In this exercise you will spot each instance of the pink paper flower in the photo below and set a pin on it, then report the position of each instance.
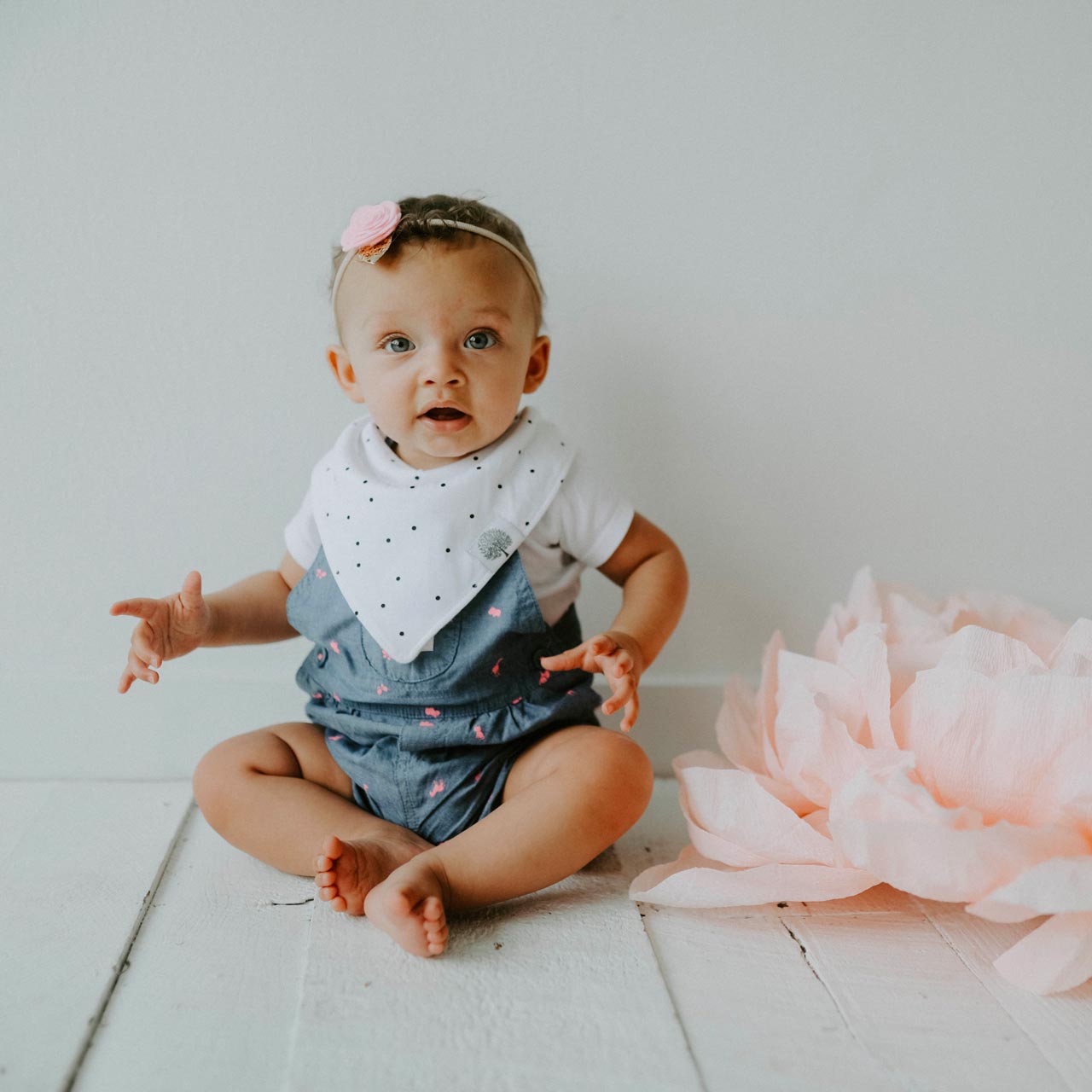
(944, 748)
(370, 224)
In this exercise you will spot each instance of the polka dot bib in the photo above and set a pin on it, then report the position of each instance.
(410, 547)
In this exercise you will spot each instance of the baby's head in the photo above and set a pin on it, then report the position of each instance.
(443, 316)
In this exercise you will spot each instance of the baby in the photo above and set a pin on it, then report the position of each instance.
(451, 756)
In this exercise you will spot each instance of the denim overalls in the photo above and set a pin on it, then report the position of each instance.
(428, 744)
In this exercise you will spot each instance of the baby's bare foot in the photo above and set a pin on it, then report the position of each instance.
(409, 905)
(348, 868)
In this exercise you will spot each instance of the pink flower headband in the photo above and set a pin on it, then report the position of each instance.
(371, 227)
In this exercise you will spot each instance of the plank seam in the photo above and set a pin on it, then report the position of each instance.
(304, 963)
(678, 1020)
(123, 963)
(986, 985)
(862, 1045)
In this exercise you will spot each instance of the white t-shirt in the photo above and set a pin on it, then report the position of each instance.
(582, 526)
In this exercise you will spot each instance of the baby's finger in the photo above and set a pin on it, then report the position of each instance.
(140, 669)
(140, 608)
(632, 709)
(623, 691)
(147, 643)
(564, 661)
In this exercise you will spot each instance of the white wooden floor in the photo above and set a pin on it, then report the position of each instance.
(139, 950)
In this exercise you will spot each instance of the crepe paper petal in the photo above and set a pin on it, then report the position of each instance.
(1058, 886)
(818, 755)
(912, 623)
(864, 655)
(784, 792)
(370, 224)
(733, 820)
(892, 826)
(1005, 614)
(1073, 653)
(1055, 956)
(804, 677)
(987, 653)
(738, 729)
(697, 882)
(996, 744)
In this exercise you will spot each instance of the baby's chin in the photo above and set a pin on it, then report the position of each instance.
(426, 447)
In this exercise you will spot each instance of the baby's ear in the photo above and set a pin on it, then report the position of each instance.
(537, 365)
(342, 367)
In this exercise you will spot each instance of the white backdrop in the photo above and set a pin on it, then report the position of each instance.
(818, 280)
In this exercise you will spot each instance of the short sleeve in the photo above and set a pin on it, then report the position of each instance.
(301, 534)
(589, 515)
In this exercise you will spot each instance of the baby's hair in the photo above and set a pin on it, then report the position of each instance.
(414, 224)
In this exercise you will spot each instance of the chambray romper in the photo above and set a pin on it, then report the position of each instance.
(429, 744)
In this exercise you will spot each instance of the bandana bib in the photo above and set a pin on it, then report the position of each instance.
(410, 547)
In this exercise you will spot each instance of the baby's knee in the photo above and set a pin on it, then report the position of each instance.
(215, 779)
(624, 778)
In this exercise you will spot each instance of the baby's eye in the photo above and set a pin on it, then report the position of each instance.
(482, 334)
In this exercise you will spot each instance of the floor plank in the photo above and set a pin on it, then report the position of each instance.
(553, 990)
(1060, 1025)
(78, 862)
(239, 979)
(211, 995)
(755, 1014)
(854, 993)
(915, 1006)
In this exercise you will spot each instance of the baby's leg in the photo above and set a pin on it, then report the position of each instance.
(566, 799)
(279, 795)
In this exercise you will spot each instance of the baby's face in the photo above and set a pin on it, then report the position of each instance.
(439, 327)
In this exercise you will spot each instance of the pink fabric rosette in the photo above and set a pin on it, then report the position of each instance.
(369, 226)
(944, 749)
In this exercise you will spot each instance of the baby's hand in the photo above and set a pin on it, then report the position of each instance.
(171, 627)
(617, 656)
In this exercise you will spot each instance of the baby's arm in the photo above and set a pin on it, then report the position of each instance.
(250, 612)
(253, 611)
(653, 578)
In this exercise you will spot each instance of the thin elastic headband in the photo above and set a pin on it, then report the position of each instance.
(351, 250)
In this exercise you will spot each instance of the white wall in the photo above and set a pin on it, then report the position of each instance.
(818, 282)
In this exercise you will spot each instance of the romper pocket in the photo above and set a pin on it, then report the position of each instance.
(425, 665)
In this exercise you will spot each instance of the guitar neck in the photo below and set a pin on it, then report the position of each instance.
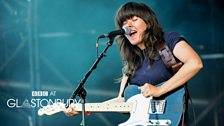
(105, 107)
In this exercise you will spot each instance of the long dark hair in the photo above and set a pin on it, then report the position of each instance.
(132, 55)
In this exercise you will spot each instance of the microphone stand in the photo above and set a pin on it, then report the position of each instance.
(80, 91)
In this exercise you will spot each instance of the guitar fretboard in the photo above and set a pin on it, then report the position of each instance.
(105, 107)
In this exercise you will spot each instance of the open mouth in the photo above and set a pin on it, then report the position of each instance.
(132, 33)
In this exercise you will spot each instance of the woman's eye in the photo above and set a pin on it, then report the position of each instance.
(134, 19)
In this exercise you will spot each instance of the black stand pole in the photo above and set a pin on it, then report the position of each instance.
(80, 91)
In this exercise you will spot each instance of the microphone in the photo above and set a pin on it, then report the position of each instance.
(125, 30)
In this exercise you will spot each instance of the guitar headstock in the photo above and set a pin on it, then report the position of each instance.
(51, 109)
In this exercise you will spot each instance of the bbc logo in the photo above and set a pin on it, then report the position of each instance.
(39, 93)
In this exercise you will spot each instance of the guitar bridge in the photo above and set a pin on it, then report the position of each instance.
(157, 106)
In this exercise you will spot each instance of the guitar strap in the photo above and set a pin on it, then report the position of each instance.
(172, 64)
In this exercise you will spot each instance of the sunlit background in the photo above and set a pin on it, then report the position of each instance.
(49, 45)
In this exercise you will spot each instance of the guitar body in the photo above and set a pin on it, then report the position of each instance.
(143, 111)
(173, 109)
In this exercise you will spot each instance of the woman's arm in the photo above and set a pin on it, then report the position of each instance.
(120, 97)
(192, 64)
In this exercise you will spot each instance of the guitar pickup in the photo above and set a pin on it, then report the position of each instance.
(157, 106)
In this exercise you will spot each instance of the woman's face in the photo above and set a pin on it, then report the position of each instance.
(138, 27)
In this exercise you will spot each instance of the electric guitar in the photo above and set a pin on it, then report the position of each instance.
(166, 111)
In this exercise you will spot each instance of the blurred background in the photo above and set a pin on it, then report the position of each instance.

• [Your assignment]: Once the pictures are set aside, repeat the remaining data word for word.

• [Your solution]:
In this exercise you will spot each instance of the pink paper flower in the photo below and set a pin on it, then report the position of each instance.
(944, 748)
(370, 224)
In this exercise you will spot each instance of the polka dot bib in the photo above and set a pin on it, then report the position of each instance.
(410, 547)
In this exercise you will spot each instance of the baby's head in the photo above and set a pin on it, then report the position of each instance.
(443, 316)
In this exercise you will spot each instance of the baby in the photo above and set a pin on it, then report the position of each instance.
(451, 756)
In this exercise you will spot each instance of the denim overalls in the photo above and set a pin on it, then report the position of each instance.
(428, 744)
In this exercise you will spot each instance of the baby's bare foot in the photo above and set a pin on it, then report the position of each instance.
(409, 905)
(348, 868)
In this exercise you will spot each instance of the pink flower headband in the photo above and set a pin on it, then report the position of each instance.
(371, 227)
In this exercise you will spot each instance of the plank seam in the photo above and set a pin on it, then report the position of each instance.
(304, 963)
(678, 1020)
(123, 963)
(986, 985)
(862, 1045)
In this exercise you will spot each instance of the white t-shirt in the photo above and set a pin on it, then report the position of each instance.
(582, 526)
In this exercise you will spot each instance of the baby's finger in the photo above and set a pin on it, then report the position of each instance.
(140, 669)
(140, 608)
(632, 709)
(623, 691)
(147, 643)
(564, 661)
In this exercise you will spot each instance of the white wooden floor in the photo above and set a pin on it, then report the position of each instance.
(139, 950)
In this exercise you will spot each instance of the crepe paper petal in the photo above and set a pin on it, then report the position of each instance.
(1058, 886)
(818, 755)
(912, 623)
(864, 655)
(784, 792)
(370, 224)
(733, 820)
(892, 826)
(1005, 614)
(1073, 653)
(1055, 956)
(804, 677)
(987, 653)
(738, 729)
(697, 882)
(996, 744)
In this exercise you will spot each instance of the baby's chin in the photo above and set a pin on it, then report the position of each instance.
(426, 447)
In this exercise you will spot each instance of the baby's ear in the photo above and set a pin on it, then report the position of each instance.
(537, 365)
(342, 367)
In this exercise you will spot each instance of the white backdrop in the photo above and set a pin on it, then report the position of each instance.
(818, 280)
In this exercise you will spot each instance of the short sleeve in the photo above and set a pin on it, then report the position of each instance.
(301, 534)
(589, 515)
In this exercise you will spot each instance of the baby's hair in the photo above and set a pin on it, then report the position of each instance.
(414, 224)
In this exercise you will spot each instance of the chambray romper in the photo above and set a pin on it, then report the position of each instance.
(429, 744)
In this exercise you will spot each instance of the bandana bib in the photo above and set a pin on it, then report the position of each instance.
(410, 547)
In this exercise you will spot each instance of the baby's knee in the photo above and set a pin on it, then report the position of each instance.
(215, 779)
(624, 778)
In this exercise you will spot each instance of the baby's eye in the photo above and set a pin on it, then report the position of each instance.
(482, 334)
In this exercise you will spot each instance of the floor plank in the photo above and set a pin on it, then report the position of each instance.
(553, 990)
(1060, 1025)
(78, 862)
(239, 979)
(211, 995)
(755, 1014)
(854, 993)
(915, 1006)
In this exercise you will spot each instance of the baby's leg in the photo above and set a pin on it, then report the position of each instance.
(566, 799)
(279, 795)
In this exercise you will spot each instance of the baby's face in the photo above and set a pin on it, then report the position of each instance.
(439, 327)
In this exercise you will spot each instance of the pink fabric rosette in the photo above and set a pin on it, then report the position of each instance.
(369, 226)
(944, 749)
In this exercise you will spot each instance of the baby's hand in the photo above and set a pin on it, then report the position of each instance.
(171, 627)
(617, 656)
In this exercise you will spot each instance of the baby's arm in the photo above and set a pin on it, then report the position of each instance.
(250, 612)
(253, 611)
(653, 578)
In this exercise you will spot each instance of the thin elastic headband in the photo above and set a pin on it, then report the position of each instance.
(351, 250)
In this exercise you will spot each instance of the white wall in the photo above and set a pin on it, then report the position of each instance.
(818, 282)
In this exercise you will spot each instance of the romper pocket in the photo above and set a pin on it, then report the position of each instance.
(425, 665)
In this exercise you will spot each instance of the guitar neck in the photo below and set a pin on it, then report the position of each instance.
(105, 107)
In this exercise you will spot each instance of the long dark hair in the photo above and set a pin on it, then report the position of each instance.
(132, 55)
In this exercise you will spot each instance of the microphone stand in the photo above and set a pin on it, then report the position of each instance.
(80, 91)
In this exercise you will spot each instance of the guitar fretboard in the photo above and set a pin on it, then report the position of each instance.
(105, 107)
In this exercise you will spot each instance of the open mouth in the photo above and set a pin on it, then report the position of each instance.
(132, 33)
In this exercise you will spot each instance of the woman's eye in the photo above and set a pin on it, then report the position of each instance.
(134, 19)
In this exercise you will spot each instance of the black stand pole in the photo above and set a pin on it, then report the position of each instance.
(80, 91)
In this exercise you will spot each instance of the microphone in the photo above and set a pin on it, then report the position of each instance.
(125, 30)
In this exercise you will spot each instance of the guitar headstock in the photo above and set a pin on it, then report the position of each instance.
(51, 109)
In this exercise you will spot each instance of the bbc logo in the photo above and set a pin on it, then report the position of each instance.
(39, 93)
In this exercise you will spot each instance of the guitar bridge in the photo above and set a pin on it, then report the position of each instance.
(157, 106)
In this exercise you will spot each instance of the guitar strap in the photo above and set a pin on it, then report the position of each instance.
(172, 64)
In this exercise you will spot each instance of the sunlit background in the photo above and set a pin on it, then report the position of each instance.
(49, 45)
In this exercise you will spot each instance of the guitar body in the photo above and set a pin on it, then report the position of each instance.
(143, 111)
(173, 109)
In this exercise you will spot each instance of the woman's arm in the photo above and set a pin on it, then report the position of each instance.
(120, 97)
(192, 64)
In this exercise you will spot each instance of the guitar pickup in the photo above and set a pin on it, then report the position of each instance.
(157, 106)
In this exercise you will spot each instance of the woman's face in the photo above and set a pin on it, then report the position of each instance.
(138, 27)
In this exercise you will spot each instance of the electric guitar in the photo above and set a pin on it, then report the position of each instance.
(166, 111)
In this exercise you will spot each instance of the blurred background in the photo above and set a pin on it, then report the position of each instance.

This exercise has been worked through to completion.